◆ Source text ◆
++++

Hopefully, the video cameras that more and more police cars are being equipped with will continue to shine a spotlight on the way police officers do their jobs. I choose to believe that the majority of men and women in law enforcement are decent people who care about the jobs they do.

Maybe the video from some of these cameras will help to weed out most of the hot headed officers who should not be in the police department in the first place. Some of the police brutality captured on the videos is horrifying and difficult to watch, but hopefully this makes the bad officers think twice before abusing anyone.

Laotionne
Post 2

I don't know that I have ever been a victim of police brutality per se, but I have definitely been a victim of police rudeness on several occasions. Some police officers think the uniforms they wear give them the right to do almost anything they want. They treat people like subjects rather than like the citizens who help pay their salaries, which is who we are.

Sporkasia
Post 1

All of the recent cases that have received so much publicity should be enough to convince us that not everything is in perfect order in terms of the way police officers interact with the citizens in the communities where they police.

I don't think that all cries of police brutality are legitimate. Some people are angry because they are being arrested, and they claim they were abused because they want to punish the cops who arrested them. Most of us understand this is a part of the way society works.

However, I am not naive enough to believe that police brutality does not exist. Unfortunately, as the article points out, the witnesses to the police brutality are usually other police officers who will not testify or criminals whose testimony does not carry much weight.

++++

◆ Tasks to carry out ◆
**1.** In the police brutality discussion, who does the writer say are usually the witnesses to police brutality?
**2.** Reproduce everything in the police brutality discussion from "I don't know" down to "where they police.".

◆ Given material ◆
++++

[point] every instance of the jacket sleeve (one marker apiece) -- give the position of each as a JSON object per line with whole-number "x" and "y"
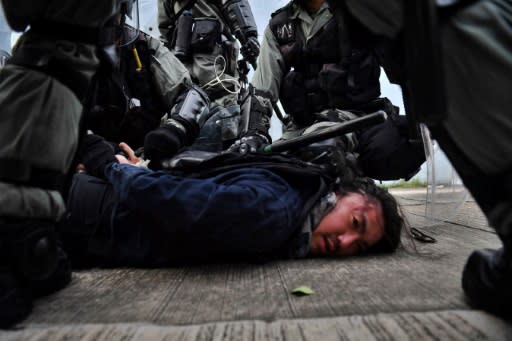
{"x": 271, "y": 66}
{"x": 245, "y": 210}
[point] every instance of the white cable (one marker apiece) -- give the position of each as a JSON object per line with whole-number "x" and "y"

++++

◆ Results of the tasks ◆
**1.** Other police officers who will not testify, or criminals whose testimony does not carry much weight.

**2.**
I don't know that I have ever been a victim of police brutality per se, but I have definitely been a victim of police rudeness on several occasions. Some police officers think the uniforms they wear give them the right to do almost anything they want. They treat people like subjects rather than like the citizens who help pay their salaries, which is who we are.

Sporkasia
Post 1

All of the recent cases that have received so much publicity should be enough to convince us that not everything is in perfect order in terms of the way police officers interact with the citizens in the communities where they police.